Write an exact copy of the entries below that leaves out all pictures.

___

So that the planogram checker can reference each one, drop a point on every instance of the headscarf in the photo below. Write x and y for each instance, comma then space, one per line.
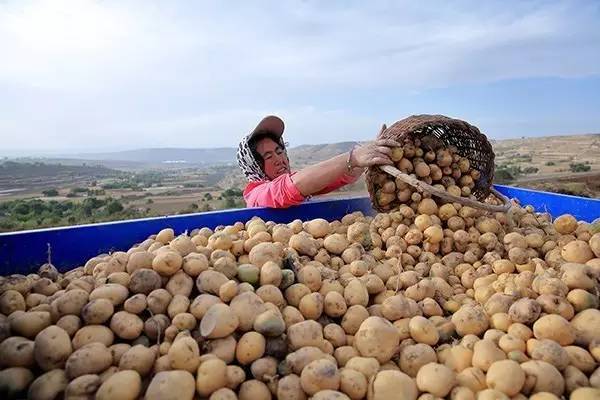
249, 165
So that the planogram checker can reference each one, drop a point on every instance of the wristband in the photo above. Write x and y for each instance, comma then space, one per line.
349, 166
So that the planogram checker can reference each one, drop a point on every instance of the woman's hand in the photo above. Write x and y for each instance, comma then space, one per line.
373, 153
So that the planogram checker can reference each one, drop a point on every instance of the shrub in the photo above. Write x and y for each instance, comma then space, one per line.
579, 167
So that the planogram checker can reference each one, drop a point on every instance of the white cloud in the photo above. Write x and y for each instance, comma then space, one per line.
87, 72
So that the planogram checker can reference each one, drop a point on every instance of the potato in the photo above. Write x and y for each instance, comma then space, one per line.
525, 311
211, 376
264, 369
585, 393
577, 251
117, 351
306, 333
270, 274
70, 302
587, 326
423, 330
505, 376
582, 299
247, 306
377, 338
580, 359
542, 377
459, 358
171, 385
436, 379
235, 376
223, 394
270, 323
14, 381
144, 281
413, 357
48, 386
485, 353
254, 390
123, 385
17, 351
92, 358
167, 263
296, 361
139, 358
11, 301
219, 321
250, 347
114, 292
355, 293
336, 243
126, 325
178, 304
554, 327
304, 244
391, 384
264, 252
84, 386
470, 319
551, 352
210, 281
359, 232
491, 394
184, 354
69, 323
93, 333
29, 324
289, 387
311, 305
320, 375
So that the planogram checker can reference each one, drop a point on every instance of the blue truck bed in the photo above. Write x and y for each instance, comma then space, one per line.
23, 252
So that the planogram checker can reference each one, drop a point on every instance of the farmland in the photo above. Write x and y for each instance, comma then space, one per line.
154, 183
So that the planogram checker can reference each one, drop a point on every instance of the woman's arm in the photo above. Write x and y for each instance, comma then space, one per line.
315, 178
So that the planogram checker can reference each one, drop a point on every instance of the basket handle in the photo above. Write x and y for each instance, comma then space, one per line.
425, 187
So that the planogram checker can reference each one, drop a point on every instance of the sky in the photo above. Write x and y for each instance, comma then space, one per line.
88, 76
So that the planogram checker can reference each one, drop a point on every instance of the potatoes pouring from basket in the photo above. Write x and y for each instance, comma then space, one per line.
441, 157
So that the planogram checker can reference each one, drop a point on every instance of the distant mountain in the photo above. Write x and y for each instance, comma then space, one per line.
166, 155
223, 155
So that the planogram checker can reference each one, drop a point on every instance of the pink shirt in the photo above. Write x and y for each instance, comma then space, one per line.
282, 192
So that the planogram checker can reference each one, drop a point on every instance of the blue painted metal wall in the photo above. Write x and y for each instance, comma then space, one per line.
23, 252
556, 204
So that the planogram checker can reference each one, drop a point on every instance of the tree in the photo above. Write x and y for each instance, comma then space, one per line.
503, 176
50, 193
114, 207
579, 167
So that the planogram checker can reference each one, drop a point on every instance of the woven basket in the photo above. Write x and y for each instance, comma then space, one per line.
469, 141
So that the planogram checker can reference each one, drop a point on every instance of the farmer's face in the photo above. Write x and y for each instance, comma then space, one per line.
275, 159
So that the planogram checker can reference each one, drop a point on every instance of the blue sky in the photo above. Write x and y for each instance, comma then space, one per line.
104, 75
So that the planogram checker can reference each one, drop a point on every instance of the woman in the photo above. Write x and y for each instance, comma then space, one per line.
263, 159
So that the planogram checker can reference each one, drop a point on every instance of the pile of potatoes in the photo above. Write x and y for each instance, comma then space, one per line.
430, 161
428, 301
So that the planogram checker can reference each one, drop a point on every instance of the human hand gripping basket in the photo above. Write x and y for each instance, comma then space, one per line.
444, 157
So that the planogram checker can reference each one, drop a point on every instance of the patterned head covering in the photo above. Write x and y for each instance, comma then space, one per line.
249, 165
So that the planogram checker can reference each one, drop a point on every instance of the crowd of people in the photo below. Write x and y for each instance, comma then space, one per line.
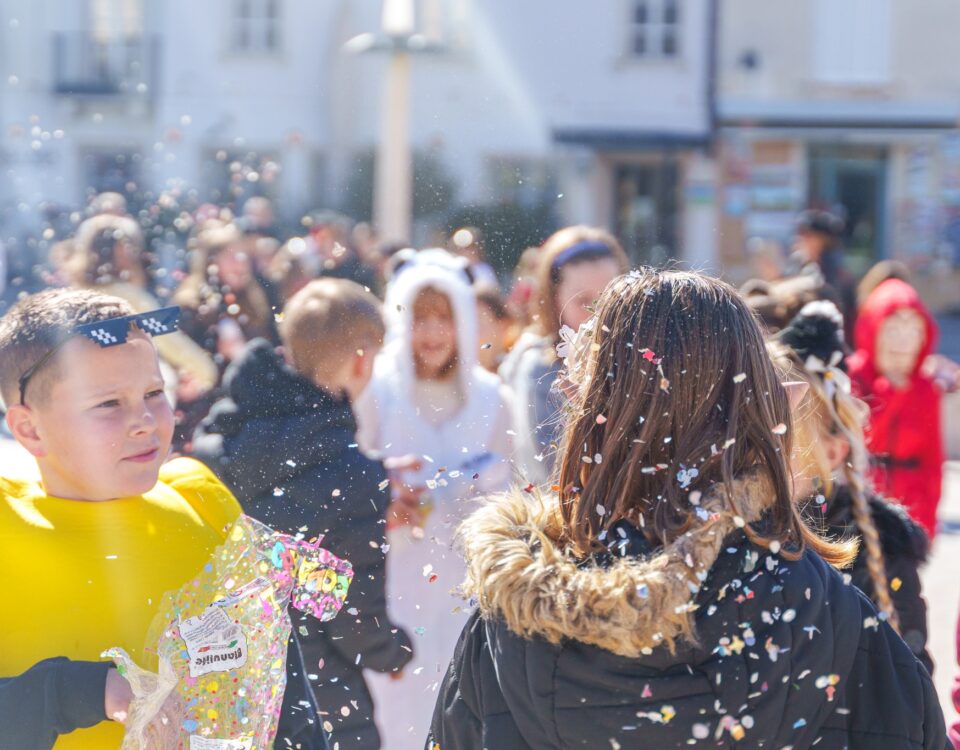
617, 499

___

> _Task solution_:
So that the planogram checker can reference each one, drop a point on every instance of the headscarf in the photo below. Write x and y for each instance, comma then space, one per line.
249, 165
So that the planogram checker can reference each one, drop a point on every instance of the wristband in the photo above. Write x and y for each instance, comma then space, one per line.
349, 166
So that the planogram checker can reference each one, drop a point on every instance of the woman's hand in the photo above. Write x and y for each instance, comma then space, one per line.
373, 153
So that the planogram checker can reference each one, drop a point on every instance of the shrub in the photo above. Write x and y for each instance, comma then space, one per line.
579, 167
So that the planogram checker can reference each one, drop a point on every instance of the white cloud in the photo above. Write x and y for each instance, comma then space, one per line.
87, 72
So that the planogram checker can reference each one, drop a point on every instance of the potato in the photo above. Write x and y for each instance, comma then space, one per line.
525, 311
211, 376
264, 369
585, 393
577, 251
117, 351
306, 333
270, 274
70, 302
587, 326
423, 330
505, 376
582, 299
247, 306
377, 338
580, 359
542, 377
459, 358
171, 385
436, 379
235, 376
223, 394
270, 323
14, 381
144, 281
413, 357
48, 386
485, 353
254, 390
123, 385
17, 351
92, 358
167, 263
296, 361
139, 358
11, 301
219, 321
250, 347
114, 292
355, 293
336, 243
126, 325
178, 304
554, 327
304, 244
391, 384
264, 252
84, 386
470, 319
551, 352
210, 281
359, 232
491, 394
184, 354
69, 323
93, 333
29, 324
289, 387
311, 305
320, 375
So that the planogram checker can reference each one, drop a point on every instance of the blue truck bed in the photo above. Write x and y for each instance, comma then space, one per line.
23, 252
So that the planogram checker can reference each one, drop a point on every instance of the farmland in the photo above. Write x and y for each instance, comma then space, one per line.
154, 183
So that the planogram checker can reference each one, drop a point on every instance of the woman's arm in the photo above. Write x and y for each instance, comma then space, one per line.
315, 178
So that the planogram checker can reference each one, drop a point on every instance of the basket handle in the photo above. Write x and y for each instance, comma then space, one per line.
425, 187
So that the planogram checker can reference each one, drop a point on every instance of the sky in the photo above. Write x and y for each instance, comma then space, one per line.
88, 76
So that the planogram checker can reference each one, drop a point on every instance of the potatoes pouring from basket in the photo above. Write x and y for each instance, comma then space, one per line.
441, 157
So that the planogram checker can reference each one, drop a point on every instance of the distant mountain in the photo above. Write x and y for each instance, comma then space, one per line.
166, 155
223, 155
So that the planogram checker can reference each one, drop a point on every instance of the pink shirt in the photo above. Write x and y for each instance, comma then space, one per line.
282, 192
So that the planogram checker can reference each one, drop a point on every instance of the blue painted metal wall in the photo above. Write x and y for each instance, comma then space, one per line.
23, 252
556, 204
So that the planogram checker can reference each one, drop a point on every instance of the tree in the photo above. Write x and y for each instance, comma then space, one per line.
503, 176
50, 193
114, 207
579, 167
So that the planogram checker can reference each one, drop a point on every instance of the woven basket in the photo above. Write x and y for each instance, comma then space, one per line.
469, 141
So that the planogram checker can reference each one, drop a point on every instance of the farmer's face in the photo above. Write x and y for each instance, comma then space, one per line.
275, 159
So that the planogram checker can reference each one, drop a point on every instance of the blue sky in the photo above. Write x and y for each instance, comma then space, one per line.
104, 75
So that the planogram checker can reference each one, drop a point on every instance of the woman in the photo above. Write x and y for each instance, comma then space, one per line.
263, 159
So that the planogram checker can reference each one, drop a point on every instance of the pile of potatoes in the photo above. Write x and y for each instance, comma then space, one per line.
430, 161
428, 301
So that the planogram checker can reference each one, drop a point on every instance of the human hand gripping basket in the photo above. Write x and y for each instance, comma then space, one per line.
444, 157
So that the planogram checker can reference each one, drop a point on every instance of the patterned head covering in the photo above. Write x and y for each instance, comma then space, one per line.
249, 165
So that the planogram checker can reference each one, drop a point on every instance of the crowd of people in the photo below. Write x and y for each instance, comma then space, one per line.
617, 499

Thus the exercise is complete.